» **TEXT BLOCK**:
>> begin

This historical story of cold may have started weeks ago, and thousands of miles away, and here is why. 

Last January, a dramatic spike in temperatures occurred in the stratospheric miles above the North Pole. This is referred to as "sudden stratospheric warming." This condition caused the polar vortex to slow down and transform from a fast-moving circular orbit over the Arctic to an unstable and extremely wavy jet stream that allowed frigid air from the North Pole to move southward through the midsection of the country.

Is climate change causing these freezing temperatures?

A hypothesis that continues to gain interest was put forth several years ago by Dr. Jennifer Francis at Woods Hole Research Center. She hypothesizes that Arctic Amplification (the Arctic is warming faster than the rest of the Earth) will increase jet stream waves' amplitude. In other words, the upper-level winds are more likely to travel in a more north to a south pattern. The polar jet stream (polar vortex) often forms the border between the frigid air to the north and the warmer air to the south.

As a rule of thumb, the higher the temperature differential between these two air masses, the faster the upper-level winds will blow. The quicker the jet stream, the more direct route it takes.

The slower the jet stream, the more likely it will tend to change its direction and bring frosty air southward into historically mild parts of the county.

Could the same pattern happen in California?

In late December 1990, a strong southerly flowing jet stream moved a cold Arctic air mass from western Canada, the so-called Yukon Express, down the West Coast. There were reports of snowflakes in Paso Robles, San Luis Obispo, and even Pismo Beach and Nipomo on the night of Dec. 20, 1990, with overnight lows falling to the low 20s on the north side of the Cuesta Grade. By Dec. 22, 1990, the winds at Diablo Canyon shifted out of the north-northeast, and the temperature nearly hit the freezing point for the first time since 1976 when Diablo Canyon first started keeping weather records.

Atascadero fell to a bone-chilling 4 degrees while Templeton dropped to a numbing 9 degrees, while the Paso Robles Airport reported an all-time low of 8 degrees, and San Luis Obispo dropped to 17 degrees.

>> end

» **RECORDS TO PROCESS**:
>> begin

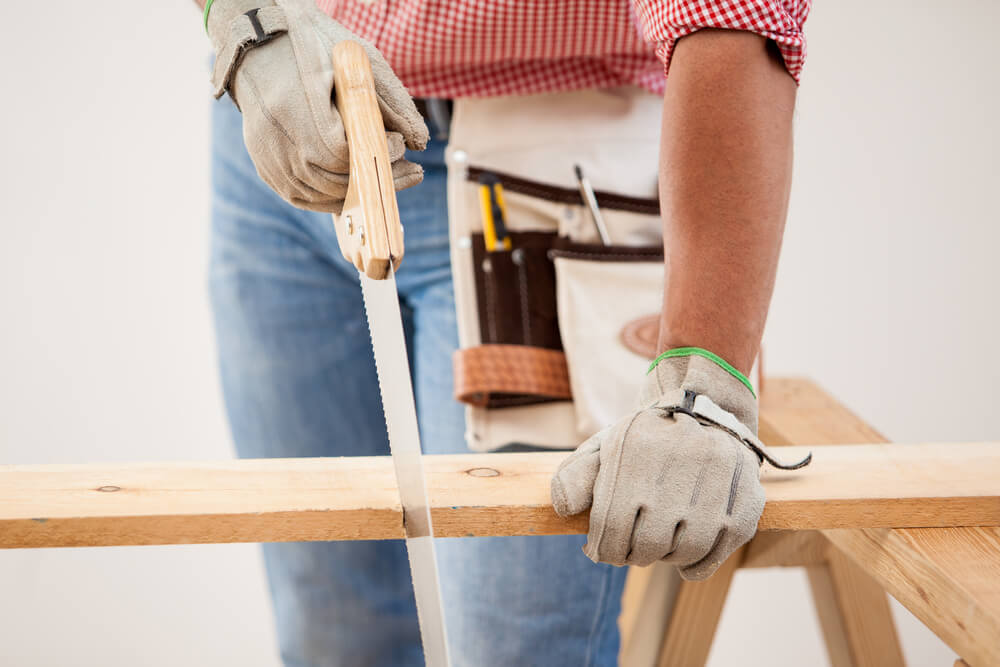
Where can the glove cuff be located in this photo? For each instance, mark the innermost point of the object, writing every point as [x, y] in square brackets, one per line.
[702, 372]
[697, 351]
[234, 32]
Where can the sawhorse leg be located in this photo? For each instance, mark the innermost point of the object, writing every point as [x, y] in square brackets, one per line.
[668, 622]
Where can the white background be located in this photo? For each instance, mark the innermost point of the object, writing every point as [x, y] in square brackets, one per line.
[885, 295]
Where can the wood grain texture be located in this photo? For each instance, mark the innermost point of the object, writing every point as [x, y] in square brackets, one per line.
[276, 500]
[853, 610]
[368, 230]
[695, 617]
[647, 607]
[947, 577]
[854, 615]
[786, 548]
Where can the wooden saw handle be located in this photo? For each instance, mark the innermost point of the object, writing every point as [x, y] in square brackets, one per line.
[368, 229]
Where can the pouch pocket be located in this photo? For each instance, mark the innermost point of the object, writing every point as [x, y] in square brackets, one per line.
[515, 290]
[602, 292]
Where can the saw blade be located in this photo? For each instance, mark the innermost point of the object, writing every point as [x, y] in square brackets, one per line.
[385, 324]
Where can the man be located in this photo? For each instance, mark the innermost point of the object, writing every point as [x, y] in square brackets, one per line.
[294, 352]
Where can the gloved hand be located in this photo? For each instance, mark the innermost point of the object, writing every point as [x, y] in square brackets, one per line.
[275, 63]
[678, 479]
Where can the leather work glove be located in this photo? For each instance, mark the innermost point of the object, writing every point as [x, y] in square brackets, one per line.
[678, 479]
[274, 60]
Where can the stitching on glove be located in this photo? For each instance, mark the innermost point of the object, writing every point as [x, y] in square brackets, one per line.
[240, 42]
[687, 407]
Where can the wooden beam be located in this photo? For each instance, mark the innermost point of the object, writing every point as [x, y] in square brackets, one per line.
[945, 576]
[695, 617]
[854, 615]
[277, 500]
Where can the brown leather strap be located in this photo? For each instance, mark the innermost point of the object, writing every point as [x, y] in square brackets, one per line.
[504, 375]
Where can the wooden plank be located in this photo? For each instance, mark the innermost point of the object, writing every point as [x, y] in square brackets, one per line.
[854, 615]
[274, 500]
[649, 600]
[786, 548]
[945, 576]
[695, 617]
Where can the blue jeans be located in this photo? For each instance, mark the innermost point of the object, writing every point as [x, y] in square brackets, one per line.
[299, 380]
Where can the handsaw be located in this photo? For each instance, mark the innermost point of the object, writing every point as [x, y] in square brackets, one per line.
[371, 238]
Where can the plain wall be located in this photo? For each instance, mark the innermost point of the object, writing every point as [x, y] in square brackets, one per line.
[885, 295]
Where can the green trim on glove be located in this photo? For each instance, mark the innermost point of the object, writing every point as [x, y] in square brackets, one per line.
[711, 356]
[208, 5]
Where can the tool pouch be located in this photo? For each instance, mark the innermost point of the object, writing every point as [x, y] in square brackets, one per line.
[556, 330]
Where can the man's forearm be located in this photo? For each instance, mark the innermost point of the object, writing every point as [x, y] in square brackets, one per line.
[725, 175]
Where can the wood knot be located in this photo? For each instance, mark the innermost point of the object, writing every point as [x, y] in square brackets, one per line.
[483, 472]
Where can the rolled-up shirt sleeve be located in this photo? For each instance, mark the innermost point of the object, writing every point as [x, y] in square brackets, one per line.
[663, 22]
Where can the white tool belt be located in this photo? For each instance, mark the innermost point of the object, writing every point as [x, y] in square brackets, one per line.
[556, 330]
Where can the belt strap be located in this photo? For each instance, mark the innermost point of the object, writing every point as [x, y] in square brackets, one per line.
[498, 375]
[247, 31]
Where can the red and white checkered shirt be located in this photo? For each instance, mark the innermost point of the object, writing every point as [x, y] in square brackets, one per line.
[481, 48]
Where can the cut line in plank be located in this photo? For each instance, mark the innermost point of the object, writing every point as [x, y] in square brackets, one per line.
[279, 500]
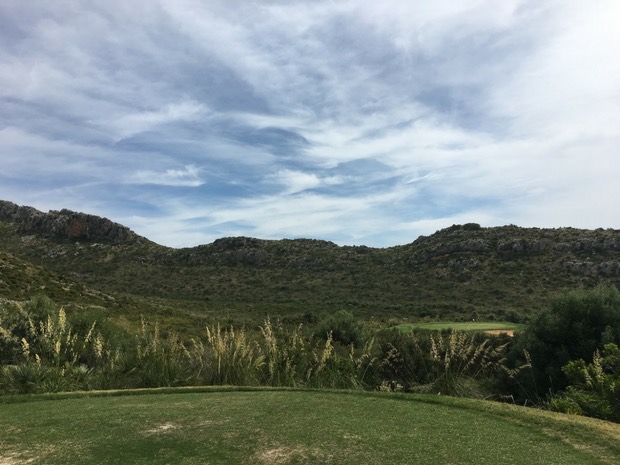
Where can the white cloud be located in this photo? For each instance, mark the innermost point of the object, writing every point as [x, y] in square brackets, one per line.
[189, 176]
[346, 120]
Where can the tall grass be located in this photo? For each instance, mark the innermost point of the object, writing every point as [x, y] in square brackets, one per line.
[53, 356]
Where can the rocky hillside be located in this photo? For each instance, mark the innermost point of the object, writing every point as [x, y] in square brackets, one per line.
[462, 271]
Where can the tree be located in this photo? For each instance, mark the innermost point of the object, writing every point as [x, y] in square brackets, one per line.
[573, 327]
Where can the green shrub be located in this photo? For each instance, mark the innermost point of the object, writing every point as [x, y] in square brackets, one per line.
[343, 327]
[594, 388]
[573, 327]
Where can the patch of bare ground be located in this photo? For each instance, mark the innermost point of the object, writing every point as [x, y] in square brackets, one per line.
[285, 455]
[507, 332]
[14, 458]
[162, 428]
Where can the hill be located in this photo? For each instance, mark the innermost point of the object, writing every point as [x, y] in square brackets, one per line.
[461, 272]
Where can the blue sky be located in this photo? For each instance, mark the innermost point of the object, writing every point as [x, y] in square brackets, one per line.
[359, 122]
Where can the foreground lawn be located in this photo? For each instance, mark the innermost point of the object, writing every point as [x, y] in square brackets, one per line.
[462, 326]
[294, 427]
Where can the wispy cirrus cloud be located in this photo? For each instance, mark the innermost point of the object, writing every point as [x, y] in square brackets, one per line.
[358, 122]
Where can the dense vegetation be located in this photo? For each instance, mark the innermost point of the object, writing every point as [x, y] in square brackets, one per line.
[42, 349]
[128, 313]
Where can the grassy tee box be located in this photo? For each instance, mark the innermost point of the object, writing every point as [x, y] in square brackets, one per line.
[296, 427]
[461, 326]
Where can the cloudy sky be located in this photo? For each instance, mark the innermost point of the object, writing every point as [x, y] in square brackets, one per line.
[359, 122]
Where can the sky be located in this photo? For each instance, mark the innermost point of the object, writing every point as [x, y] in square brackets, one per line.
[359, 122]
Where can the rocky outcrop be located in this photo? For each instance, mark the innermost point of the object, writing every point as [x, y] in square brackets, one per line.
[65, 224]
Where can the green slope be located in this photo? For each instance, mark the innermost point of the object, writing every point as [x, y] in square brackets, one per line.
[287, 427]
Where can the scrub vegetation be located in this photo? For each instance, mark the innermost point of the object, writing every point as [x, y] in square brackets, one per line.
[520, 316]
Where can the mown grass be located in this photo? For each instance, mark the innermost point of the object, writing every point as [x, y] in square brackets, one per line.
[237, 426]
[461, 326]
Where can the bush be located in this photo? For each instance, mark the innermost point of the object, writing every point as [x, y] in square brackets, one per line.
[573, 327]
[343, 327]
[594, 388]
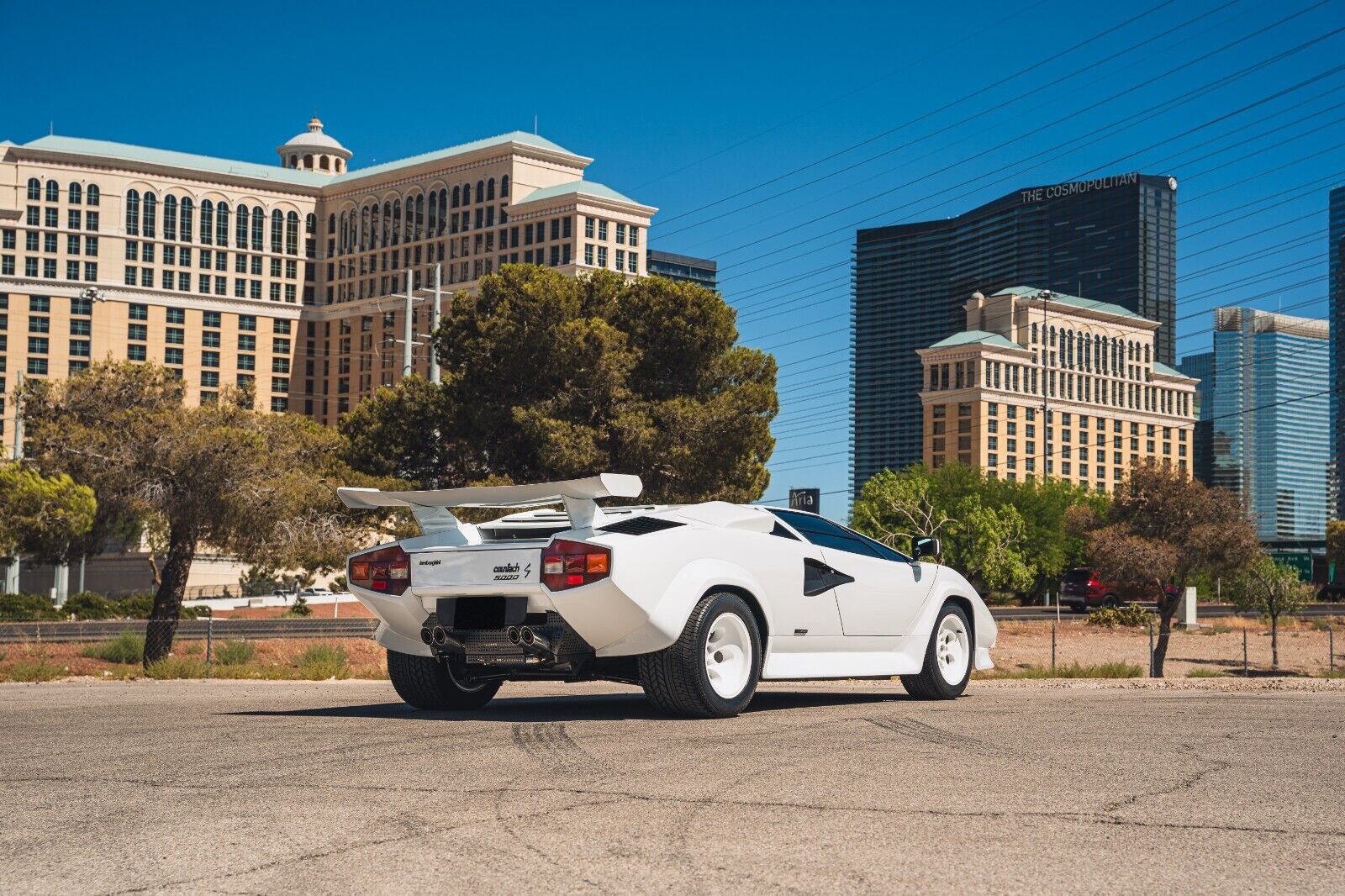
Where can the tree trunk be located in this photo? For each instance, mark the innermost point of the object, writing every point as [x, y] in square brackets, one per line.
[1274, 642]
[163, 618]
[1167, 609]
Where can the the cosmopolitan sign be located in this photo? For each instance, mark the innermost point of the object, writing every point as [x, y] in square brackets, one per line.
[1080, 186]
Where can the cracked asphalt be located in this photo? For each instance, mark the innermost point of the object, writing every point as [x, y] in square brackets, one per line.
[256, 788]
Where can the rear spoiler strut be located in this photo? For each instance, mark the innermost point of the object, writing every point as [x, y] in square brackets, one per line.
[432, 514]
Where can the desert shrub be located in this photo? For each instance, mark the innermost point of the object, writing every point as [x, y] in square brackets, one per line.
[29, 609]
[35, 670]
[174, 667]
[89, 604]
[127, 647]
[323, 661]
[235, 653]
[300, 609]
[1127, 615]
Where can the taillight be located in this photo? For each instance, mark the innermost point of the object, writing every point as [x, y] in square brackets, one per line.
[569, 564]
[387, 569]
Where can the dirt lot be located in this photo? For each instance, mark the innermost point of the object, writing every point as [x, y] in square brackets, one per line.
[1024, 649]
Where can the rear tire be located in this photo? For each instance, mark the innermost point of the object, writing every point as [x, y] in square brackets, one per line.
[947, 658]
[712, 670]
[427, 683]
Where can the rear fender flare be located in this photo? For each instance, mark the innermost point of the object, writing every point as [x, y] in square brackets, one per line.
[667, 618]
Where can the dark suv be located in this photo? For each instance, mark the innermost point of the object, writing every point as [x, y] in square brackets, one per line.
[1083, 589]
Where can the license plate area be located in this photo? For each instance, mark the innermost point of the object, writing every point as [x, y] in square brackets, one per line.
[481, 613]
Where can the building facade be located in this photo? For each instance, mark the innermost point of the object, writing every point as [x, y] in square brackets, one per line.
[704, 272]
[1113, 240]
[1040, 383]
[1201, 369]
[1336, 279]
[284, 279]
[1271, 421]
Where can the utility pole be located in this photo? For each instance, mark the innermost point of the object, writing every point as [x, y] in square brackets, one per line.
[434, 323]
[407, 331]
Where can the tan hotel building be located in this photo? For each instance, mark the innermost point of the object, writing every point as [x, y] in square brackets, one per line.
[288, 279]
[1048, 382]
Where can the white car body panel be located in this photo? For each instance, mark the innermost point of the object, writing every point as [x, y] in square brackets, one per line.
[876, 626]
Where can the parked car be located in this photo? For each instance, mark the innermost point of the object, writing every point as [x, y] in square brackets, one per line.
[1083, 589]
[693, 602]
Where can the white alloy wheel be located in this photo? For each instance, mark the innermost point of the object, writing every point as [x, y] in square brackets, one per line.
[952, 649]
[728, 656]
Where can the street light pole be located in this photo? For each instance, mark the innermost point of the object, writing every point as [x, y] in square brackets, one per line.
[434, 323]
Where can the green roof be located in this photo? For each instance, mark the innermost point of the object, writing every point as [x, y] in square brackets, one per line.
[585, 187]
[128, 152]
[973, 336]
[1084, 304]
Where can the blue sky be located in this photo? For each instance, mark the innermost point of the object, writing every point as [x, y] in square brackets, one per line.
[683, 105]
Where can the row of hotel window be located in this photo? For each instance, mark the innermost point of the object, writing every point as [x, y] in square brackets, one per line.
[1060, 385]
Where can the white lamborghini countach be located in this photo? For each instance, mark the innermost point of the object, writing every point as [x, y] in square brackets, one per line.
[696, 603]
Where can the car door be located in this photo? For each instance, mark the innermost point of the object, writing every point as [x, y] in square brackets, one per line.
[878, 591]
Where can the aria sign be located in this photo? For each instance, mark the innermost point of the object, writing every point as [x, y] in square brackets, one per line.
[1082, 186]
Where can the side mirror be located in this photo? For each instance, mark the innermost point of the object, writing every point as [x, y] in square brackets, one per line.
[926, 548]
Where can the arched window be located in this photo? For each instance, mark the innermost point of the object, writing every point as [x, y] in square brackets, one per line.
[132, 212]
[148, 219]
[208, 221]
[170, 217]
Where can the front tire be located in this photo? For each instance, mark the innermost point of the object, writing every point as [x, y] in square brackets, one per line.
[427, 683]
[712, 670]
[947, 658]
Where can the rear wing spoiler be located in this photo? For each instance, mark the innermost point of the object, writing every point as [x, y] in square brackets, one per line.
[432, 514]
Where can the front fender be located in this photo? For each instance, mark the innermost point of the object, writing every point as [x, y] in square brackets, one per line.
[670, 613]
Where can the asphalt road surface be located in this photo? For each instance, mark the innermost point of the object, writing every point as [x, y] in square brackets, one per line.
[256, 788]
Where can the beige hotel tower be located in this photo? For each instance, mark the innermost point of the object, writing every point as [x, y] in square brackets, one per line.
[288, 279]
[1051, 383]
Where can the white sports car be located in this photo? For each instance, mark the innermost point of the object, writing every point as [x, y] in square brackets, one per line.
[693, 602]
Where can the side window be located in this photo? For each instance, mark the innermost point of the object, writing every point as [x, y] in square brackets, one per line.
[825, 533]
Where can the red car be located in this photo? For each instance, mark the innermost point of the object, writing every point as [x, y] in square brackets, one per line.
[1083, 589]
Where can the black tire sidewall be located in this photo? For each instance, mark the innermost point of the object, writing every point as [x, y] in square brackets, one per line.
[932, 674]
[719, 606]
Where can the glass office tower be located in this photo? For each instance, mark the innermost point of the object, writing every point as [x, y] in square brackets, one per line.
[1111, 240]
[1336, 271]
[1271, 419]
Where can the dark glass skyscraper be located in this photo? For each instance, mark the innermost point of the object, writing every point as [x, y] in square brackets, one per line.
[1336, 271]
[1111, 240]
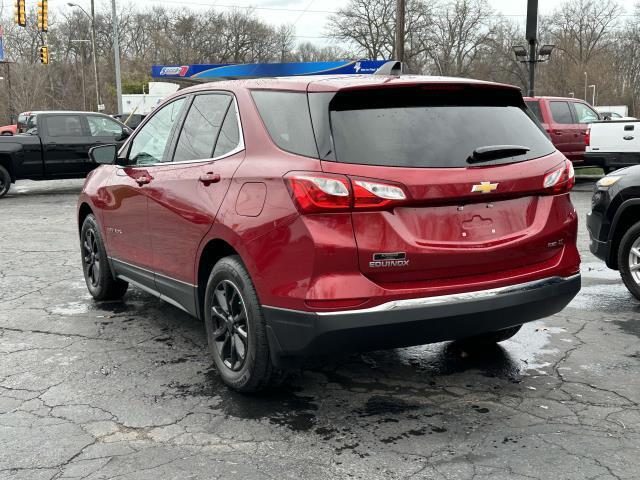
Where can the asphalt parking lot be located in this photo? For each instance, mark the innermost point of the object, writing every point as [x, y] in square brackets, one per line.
[125, 390]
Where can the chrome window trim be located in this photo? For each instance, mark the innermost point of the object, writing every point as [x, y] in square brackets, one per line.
[411, 303]
[238, 149]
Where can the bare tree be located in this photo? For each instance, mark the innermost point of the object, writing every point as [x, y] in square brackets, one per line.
[461, 31]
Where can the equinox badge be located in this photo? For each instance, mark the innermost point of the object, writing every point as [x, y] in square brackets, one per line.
[484, 187]
[398, 259]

>> end

» **CHALLENGES**:
(A) Gather every line of the listing that contains the string "window", treating uppercase and lowercase as distinct.
(B) Resume the cold-weather article above, writing on from its final sentence.

» **ANSWERS FOR THE EXERCISE**:
(A)
Where can the row of hotel window be located in this photo? For each instance, mark the innermost point of the object, writing every point as [x, y] in square brackets, one per line.
Where can the arched window be located in this photo? For each instance, mark the innermost point of the object, writing every point as [x, y] in square brackets, one per line.
Where can the side window be located in this photo? For each instance, mark the innermost point of the object, writing every point as [x, y] in square brackets, one per line.
Where can the chrome window trim be located in this photo? For each instance, mark the innermost point of the object, writing every point as [x, y] in square brackets, one per line.

(B)
The average temperature in Santa Maria was 38 degrees over a 48-hour period. Gary Ryan, a meteorologist with the NWS in Santa Maria, confirmed these record-breaking low temperatures on Dec. 22 and Dec. 23.

The region's avocado crop was hard hit, and numerous water pipes burst. Much like Texas today, plumbers were kept busy for days afterward repairing pipes and fixtures. Many local hardware stores were completely sold out of plastic and copper pipe and anything else to do with plumbing. Freezing winds blew through the Salinas Valley and killed or severely damaged many eucalyptus trees along Highway 101.

At the time, I was a reservist stationed at Naval Air Station Alameda with an H-3 Sea King helicopter squadron (HS-85). On Dec. 21, we took off for a flight near the Golden Gate Bridge. It was one of the rare times we had to turn on the helicopter's heater while flying around the Bay Area. A bitterly cold and cutting north wind blew across the Marin Headlines on the Golden Gate's north side toward San Francisco. The sky was overcast, which gave an ash-gray hue to the surrounding mountains. It was surreal; the Golden Gate National Recreation Area felt and looked more like the rocky coast of Nova Scotia in winter. I can't remember when there were not at least a few people walking across the bridge. On that day, we didn't see anybody on that international orange span.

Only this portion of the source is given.